BEGIN EXCERPTED DATA

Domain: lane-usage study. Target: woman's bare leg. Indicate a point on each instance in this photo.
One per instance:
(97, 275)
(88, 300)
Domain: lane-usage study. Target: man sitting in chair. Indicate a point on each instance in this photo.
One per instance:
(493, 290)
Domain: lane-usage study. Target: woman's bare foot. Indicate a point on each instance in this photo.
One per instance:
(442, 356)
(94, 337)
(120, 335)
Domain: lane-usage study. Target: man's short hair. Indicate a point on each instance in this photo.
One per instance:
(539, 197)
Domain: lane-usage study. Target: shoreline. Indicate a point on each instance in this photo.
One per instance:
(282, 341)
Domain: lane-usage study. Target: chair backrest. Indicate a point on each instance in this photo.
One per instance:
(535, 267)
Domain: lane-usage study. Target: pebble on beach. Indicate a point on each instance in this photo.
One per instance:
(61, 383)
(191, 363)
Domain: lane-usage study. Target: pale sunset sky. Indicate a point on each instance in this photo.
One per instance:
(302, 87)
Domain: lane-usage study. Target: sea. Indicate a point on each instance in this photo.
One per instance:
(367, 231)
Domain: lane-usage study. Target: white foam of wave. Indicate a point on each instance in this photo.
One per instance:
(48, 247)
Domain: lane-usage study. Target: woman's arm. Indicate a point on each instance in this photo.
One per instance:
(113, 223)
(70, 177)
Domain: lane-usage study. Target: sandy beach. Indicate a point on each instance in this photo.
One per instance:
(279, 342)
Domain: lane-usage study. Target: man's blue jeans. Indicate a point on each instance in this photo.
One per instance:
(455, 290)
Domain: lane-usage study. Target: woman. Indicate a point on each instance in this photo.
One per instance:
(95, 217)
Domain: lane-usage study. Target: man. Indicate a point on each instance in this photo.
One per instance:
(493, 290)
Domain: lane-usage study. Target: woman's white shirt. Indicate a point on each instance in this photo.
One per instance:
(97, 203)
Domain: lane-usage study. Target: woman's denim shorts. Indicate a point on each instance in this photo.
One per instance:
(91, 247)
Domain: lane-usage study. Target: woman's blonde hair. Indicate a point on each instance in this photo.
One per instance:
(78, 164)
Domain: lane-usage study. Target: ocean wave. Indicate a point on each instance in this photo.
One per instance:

END EXCERPTED DATA

# [TASK DIRECTIONS]
Every line from the one that contains "Domain: lane-usage study. Target: woman's arm." down to and including the last line of the records above must be set down exactly, with nothing else.

# [RESULT]
Domain: lane-usage study. Target: woman's arm. Indicate a point on each instance in this photo.
One per instance:
(113, 223)
(70, 177)
Domain: lane-usage study. Target: sandy beach. Indicate a point on each instance in this photo.
One per instance:
(279, 342)
Domain: lane-usage study. Target: man's blue jeans. Indicate a point on each instance in this photo.
One per instance:
(455, 290)
Domain: lane-usage study. Target: woman. Indicate a point on each instance in this photo.
One per instance:
(95, 217)
Domain: lane-usage study. Target: man. Indicate a point on each instance in this photo.
One per instance:
(493, 290)
Domain: lane-usage study. Target: woman's white shirt. Indicate a point on each instance in this photo.
One per instance:
(97, 203)
Domain: lane-usage study. Target: woman's denim shorts. Indicate a point on each instance in this photo.
One per instance:
(91, 247)
Domain: lane-usage study. Target: woman's blonde hair. Indicate a point on each instance in this photo.
One per instance:
(78, 164)
Domain: lane-usage study. Target: ocean wave. Indicate a point on each instance in this photo.
One per instance:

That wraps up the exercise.